▸ Problem
Would you please repeat the lines in the listing below from the one containing "Query: white papal cassock" through the final one, exactly as they appear?
=== Provided records ===
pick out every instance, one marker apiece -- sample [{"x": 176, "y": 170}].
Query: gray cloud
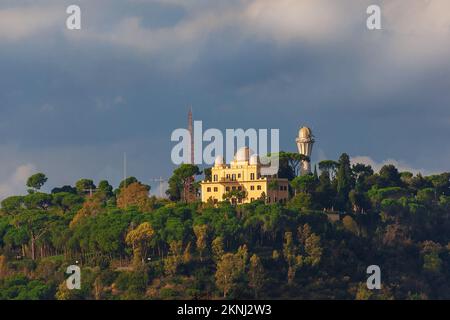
[{"x": 73, "y": 101}]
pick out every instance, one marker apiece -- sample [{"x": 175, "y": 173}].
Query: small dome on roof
[
  {"x": 243, "y": 154},
  {"x": 254, "y": 160},
  {"x": 304, "y": 132},
  {"x": 218, "y": 161}
]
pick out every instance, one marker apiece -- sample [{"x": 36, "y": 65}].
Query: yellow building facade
[{"x": 244, "y": 175}]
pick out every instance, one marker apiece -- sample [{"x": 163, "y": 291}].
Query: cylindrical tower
[{"x": 305, "y": 141}]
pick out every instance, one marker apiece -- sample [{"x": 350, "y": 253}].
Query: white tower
[{"x": 305, "y": 141}]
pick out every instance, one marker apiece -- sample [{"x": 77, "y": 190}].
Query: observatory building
[
  {"x": 305, "y": 141},
  {"x": 243, "y": 174}
]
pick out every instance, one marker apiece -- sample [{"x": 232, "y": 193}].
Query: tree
[
  {"x": 179, "y": 183},
  {"x": 12, "y": 204},
  {"x": 66, "y": 201},
  {"x": 66, "y": 188},
  {"x": 135, "y": 194},
  {"x": 227, "y": 273},
  {"x": 201, "y": 232},
  {"x": 217, "y": 248},
  {"x": 36, "y": 181},
  {"x": 92, "y": 206},
  {"x": 389, "y": 177},
  {"x": 293, "y": 160},
  {"x": 289, "y": 253},
  {"x": 37, "y": 200},
  {"x": 256, "y": 275},
  {"x": 304, "y": 184},
  {"x": 3, "y": 267},
  {"x": 235, "y": 196},
  {"x": 36, "y": 224},
  {"x": 329, "y": 166},
  {"x": 361, "y": 173},
  {"x": 174, "y": 259},
  {"x": 126, "y": 182},
  {"x": 139, "y": 238},
  {"x": 344, "y": 180}
]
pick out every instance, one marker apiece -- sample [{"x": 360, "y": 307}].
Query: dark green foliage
[{"x": 338, "y": 223}]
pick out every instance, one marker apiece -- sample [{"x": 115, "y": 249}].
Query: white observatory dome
[
  {"x": 218, "y": 161},
  {"x": 243, "y": 154},
  {"x": 304, "y": 133},
  {"x": 254, "y": 160}
]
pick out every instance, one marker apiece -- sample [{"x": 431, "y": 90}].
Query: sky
[{"x": 72, "y": 102}]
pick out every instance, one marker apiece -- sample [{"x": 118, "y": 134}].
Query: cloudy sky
[{"x": 72, "y": 102}]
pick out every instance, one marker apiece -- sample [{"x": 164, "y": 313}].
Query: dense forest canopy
[{"x": 339, "y": 220}]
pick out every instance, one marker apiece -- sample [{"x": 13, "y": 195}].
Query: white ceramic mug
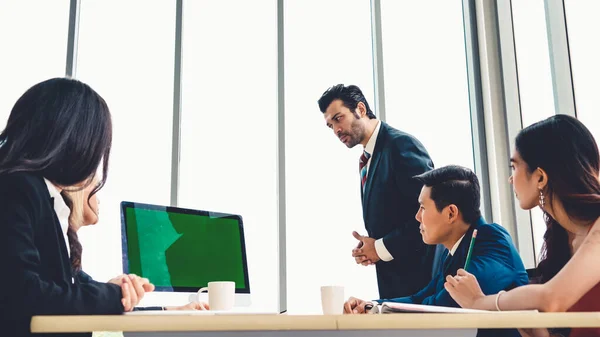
[
  {"x": 332, "y": 300},
  {"x": 221, "y": 295}
]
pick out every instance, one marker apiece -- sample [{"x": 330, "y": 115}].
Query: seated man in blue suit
[{"x": 449, "y": 213}]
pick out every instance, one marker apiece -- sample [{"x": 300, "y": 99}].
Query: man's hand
[
  {"x": 354, "y": 306},
  {"x": 191, "y": 306},
  {"x": 365, "y": 252}
]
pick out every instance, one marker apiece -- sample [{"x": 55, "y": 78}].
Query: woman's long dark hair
[
  {"x": 566, "y": 150},
  {"x": 60, "y": 129}
]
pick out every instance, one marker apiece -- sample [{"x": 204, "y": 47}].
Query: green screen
[{"x": 184, "y": 250}]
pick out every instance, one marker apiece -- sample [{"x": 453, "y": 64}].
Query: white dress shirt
[
  {"x": 455, "y": 247},
  {"x": 380, "y": 248},
  {"x": 62, "y": 211}
]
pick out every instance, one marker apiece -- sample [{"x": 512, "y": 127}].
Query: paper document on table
[{"x": 392, "y": 307}]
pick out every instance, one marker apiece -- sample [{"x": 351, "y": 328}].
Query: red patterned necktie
[{"x": 362, "y": 166}]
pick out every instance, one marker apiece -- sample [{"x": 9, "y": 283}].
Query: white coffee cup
[
  {"x": 221, "y": 295},
  {"x": 332, "y": 300}
]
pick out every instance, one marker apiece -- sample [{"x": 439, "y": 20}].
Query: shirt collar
[
  {"x": 371, "y": 143},
  {"x": 54, "y": 193},
  {"x": 60, "y": 207},
  {"x": 455, "y": 247}
]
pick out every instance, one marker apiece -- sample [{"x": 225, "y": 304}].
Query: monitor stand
[{"x": 169, "y": 298}]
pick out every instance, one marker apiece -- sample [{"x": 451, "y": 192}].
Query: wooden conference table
[{"x": 410, "y": 324}]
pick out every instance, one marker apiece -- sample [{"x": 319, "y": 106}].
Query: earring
[{"x": 542, "y": 201}]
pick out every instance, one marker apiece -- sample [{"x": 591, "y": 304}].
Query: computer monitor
[{"x": 180, "y": 250}]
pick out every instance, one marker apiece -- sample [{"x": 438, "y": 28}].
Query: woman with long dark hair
[
  {"x": 556, "y": 166},
  {"x": 57, "y": 135}
]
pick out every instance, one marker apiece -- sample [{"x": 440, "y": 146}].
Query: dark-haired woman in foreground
[
  {"x": 556, "y": 167},
  {"x": 56, "y": 136}
]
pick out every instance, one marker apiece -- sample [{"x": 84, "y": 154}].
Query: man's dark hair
[
  {"x": 350, "y": 96},
  {"x": 455, "y": 185}
]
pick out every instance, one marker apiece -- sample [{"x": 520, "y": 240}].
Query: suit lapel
[{"x": 375, "y": 158}]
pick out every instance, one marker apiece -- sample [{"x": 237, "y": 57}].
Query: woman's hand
[
  {"x": 191, "y": 306},
  {"x": 148, "y": 287},
  {"x": 464, "y": 289},
  {"x": 133, "y": 289}
]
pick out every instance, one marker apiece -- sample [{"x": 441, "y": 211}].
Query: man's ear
[
  {"x": 452, "y": 212},
  {"x": 362, "y": 109}
]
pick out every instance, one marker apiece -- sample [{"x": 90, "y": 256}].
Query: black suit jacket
[
  {"x": 390, "y": 202},
  {"x": 37, "y": 277}
]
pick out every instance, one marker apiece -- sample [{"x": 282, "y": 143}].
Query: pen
[{"x": 470, "y": 249}]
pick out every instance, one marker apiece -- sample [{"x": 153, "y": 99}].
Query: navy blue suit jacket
[
  {"x": 390, "y": 202},
  {"x": 494, "y": 261}
]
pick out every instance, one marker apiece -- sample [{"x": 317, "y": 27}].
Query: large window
[
  {"x": 30, "y": 55},
  {"x": 583, "y": 28},
  {"x": 229, "y": 125},
  {"x": 426, "y": 88},
  {"x": 327, "y": 42},
  {"x": 131, "y": 66},
  {"x": 535, "y": 81}
]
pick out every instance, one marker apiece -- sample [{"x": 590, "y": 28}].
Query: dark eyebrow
[{"x": 332, "y": 118}]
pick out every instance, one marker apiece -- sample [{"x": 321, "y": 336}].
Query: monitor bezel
[{"x": 138, "y": 205}]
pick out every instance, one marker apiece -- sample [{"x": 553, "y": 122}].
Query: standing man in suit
[{"x": 389, "y": 194}]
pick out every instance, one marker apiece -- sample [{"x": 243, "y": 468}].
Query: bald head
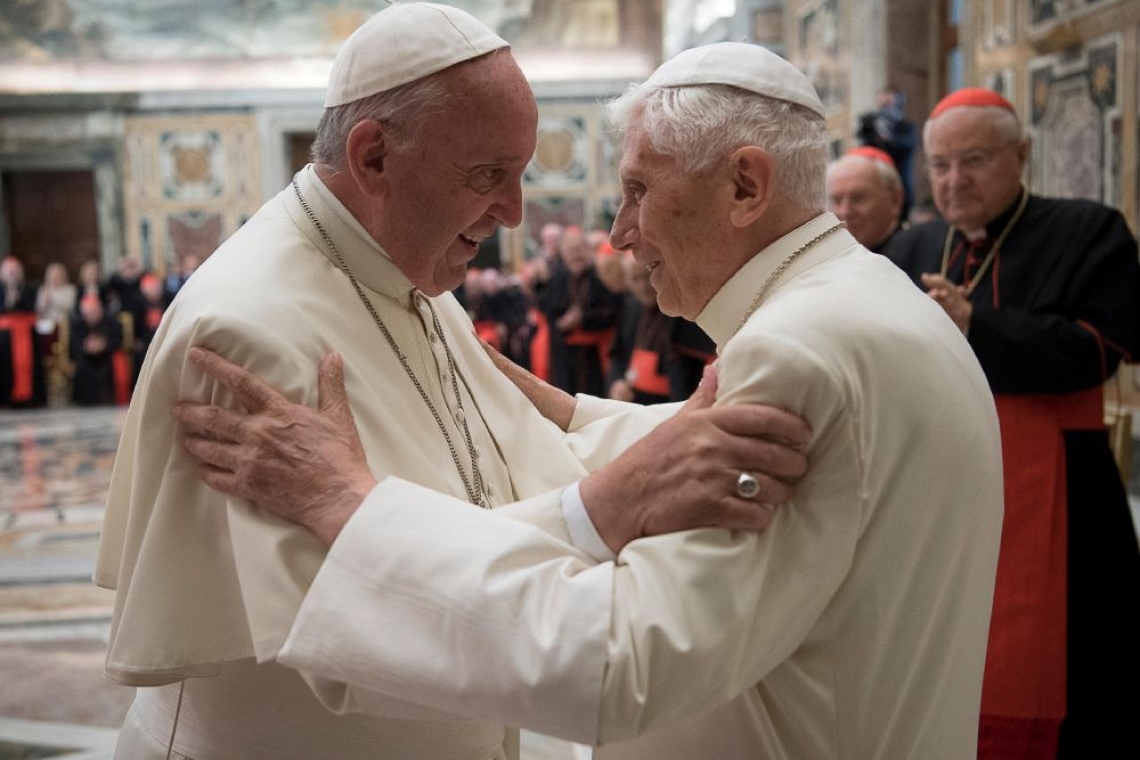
[
  {"x": 868, "y": 195},
  {"x": 975, "y": 155}
]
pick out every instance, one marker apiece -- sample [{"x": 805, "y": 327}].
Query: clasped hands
[{"x": 308, "y": 465}]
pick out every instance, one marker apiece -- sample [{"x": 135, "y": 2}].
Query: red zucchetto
[
  {"x": 971, "y": 96},
  {"x": 873, "y": 154}
]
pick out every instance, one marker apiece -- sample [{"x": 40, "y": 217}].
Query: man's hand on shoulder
[
  {"x": 686, "y": 472},
  {"x": 306, "y": 465}
]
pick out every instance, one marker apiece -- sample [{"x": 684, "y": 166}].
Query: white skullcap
[
  {"x": 747, "y": 66},
  {"x": 402, "y": 43}
]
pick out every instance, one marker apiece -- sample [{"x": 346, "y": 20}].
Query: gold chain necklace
[
  {"x": 474, "y": 485},
  {"x": 780, "y": 270},
  {"x": 993, "y": 250}
]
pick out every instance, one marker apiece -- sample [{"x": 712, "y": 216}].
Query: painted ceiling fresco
[{"x": 155, "y": 30}]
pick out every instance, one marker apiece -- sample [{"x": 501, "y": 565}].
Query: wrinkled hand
[
  {"x": 683, "y": 474},
  {"x": 306, "y": 465},
  {"x": 951, "y": 297},
  {"x": 552, "y": 402}
]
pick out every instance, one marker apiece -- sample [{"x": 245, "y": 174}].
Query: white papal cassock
[
  {"x": 854, "y": 627},
  {"x": 206, "y": 586}
]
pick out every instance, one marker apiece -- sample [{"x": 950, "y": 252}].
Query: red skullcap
[
  {"x": 971, "y": 96},
  {"x": 873, "y": 154}
]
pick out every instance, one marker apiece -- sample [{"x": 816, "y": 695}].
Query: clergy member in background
[
  {"x": 865, "y": 191},
  {"x": 854, "y": 627},
  {"x": 1047, "y": 291},
  {"x": 357, "y": 255}
]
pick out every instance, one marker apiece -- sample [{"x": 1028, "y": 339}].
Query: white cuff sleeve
[{"x": 583, "y": 533}]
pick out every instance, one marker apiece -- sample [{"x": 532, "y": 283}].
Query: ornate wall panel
[
  {"x": 820, "y": 51},
  {"x": 190, "y": 181},
  {"x": 1075, "y": 123},
  {"x": 572, "y": 179}
]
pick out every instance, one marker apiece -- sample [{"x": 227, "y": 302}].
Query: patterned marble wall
[
  {"x": 572, "y": 179},
  {"x": 820, "y": 45},
  {"x": 189, "y": 182},
  {"x": 1071, "y": 67}
]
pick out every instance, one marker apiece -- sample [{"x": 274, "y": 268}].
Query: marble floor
[{"x": 55, "y": 466}]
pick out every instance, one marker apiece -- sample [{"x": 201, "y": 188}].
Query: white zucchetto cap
[
  {"x": 742, "y": 65},
  {"x": 402, "y": 43}
]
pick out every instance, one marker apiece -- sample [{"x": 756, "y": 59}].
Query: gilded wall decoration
[
  {"x": 998, "y": 24},
  {"x": 189, "y": 182},
  {"x": 1001, "y": 82},
  {"x": 561, "y": 153},
  {"x": 1075, "y": 123}
]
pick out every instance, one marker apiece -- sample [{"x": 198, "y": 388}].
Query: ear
[
  {"x": 365, "y": 152},
  {"x": 1023, "y": 153},
  {"x": 751, "y": 178}
]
===
▸ Problem solution
Query: white papal cassock
[
  {"x": 854, "y": 627},
  {"x": 206, "y": 586}
]
pick out every instance, one marker apiece -- sample [{"x": 950, "y": 252}].
Query: red skullcap
[
  {"x": 971, "y": 96},
  {"x": 873, "y": 154}
]
pick out every instance, one marker apiece -- sample [{"x": 816, "y": 695}].
Query: clergy member in background
[
  {"x": 865, "y": 191},
  {"x": 854, "y": 627},
  {"x": 1047, "y": 291},
  {"x": 357, "y": 255}
]
pick out every instance, one marker apiece -- sample [{"x": 1028, "y": 339}].
Query: white cuff sleeve
[{"x": 583, "y": 533}]
pick out every instance, one marker apiece -- sample [{"x": 532, "y": 283}].
Query: ornate wall panel
[
  {"x": 820, "y": 51},
  {"x": 190, "y": 181},
  {"x": 1075, "y": 123},
  {"x": 572, "y": 179}
]
pick out every instance, one marker apiece -- sample [{"x": 227, "y": 302}].
Query: patterned marble wall
[
  {"x": 572, "y": 179},
  {"x": 820, "y": 45},
  {"x": 189, "y": 182},
  {"x": 1071, "y": 67}
]
pick out every instance, one marker apiece -- sample [{"x": 274, "y": 268}].
Query: marble floor
[{"x": 55, "y": 466}]
pick out every instance, one marker apiece -- sample [{"x": 201, "y": 188}].
Query: white zucchetto cap
[
  {"x": 742, "y": 65},
  {"x": 402, "y": 43}
]
pick out every instance, one marker apiece -- sample [{"x": 756, "y": 59}].
Query: gilded wall decoration
[
  {"x": 998, "y": 24},
  {"x": 189, "y": 182},
  {"x": 1001, "y": 82},
  {"x": 561, "y": 153},
  {"x": 1075, "y": 123}
]
pick out every instance, one marker apiece -- sample [{"x": 198, "y": 388}].
Query: ear
[
  {"x": 365, "y": 152},
  {"x": 1023, "y": 153},
  {"x": 751, "y": 178}
]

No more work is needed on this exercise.